▶ _GOAL OF THE EXERCISE_
All that is wanted is a word-for-word copy of the line with "the queried entities." and every line after it in the data below.

▶ _Items from a data source_
--- START ---

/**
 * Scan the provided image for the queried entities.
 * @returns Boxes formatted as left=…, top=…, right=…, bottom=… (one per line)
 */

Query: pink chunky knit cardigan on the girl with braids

--- END ---

▶ _EXERCISE RESULT_
 * Scan the provided image for the queried entities.
 * @returns Boxes formatted as left=…, top=…, right=…, bottom=… (one per line)
 */

Query: pink chunky knit cardigan on the girl with braids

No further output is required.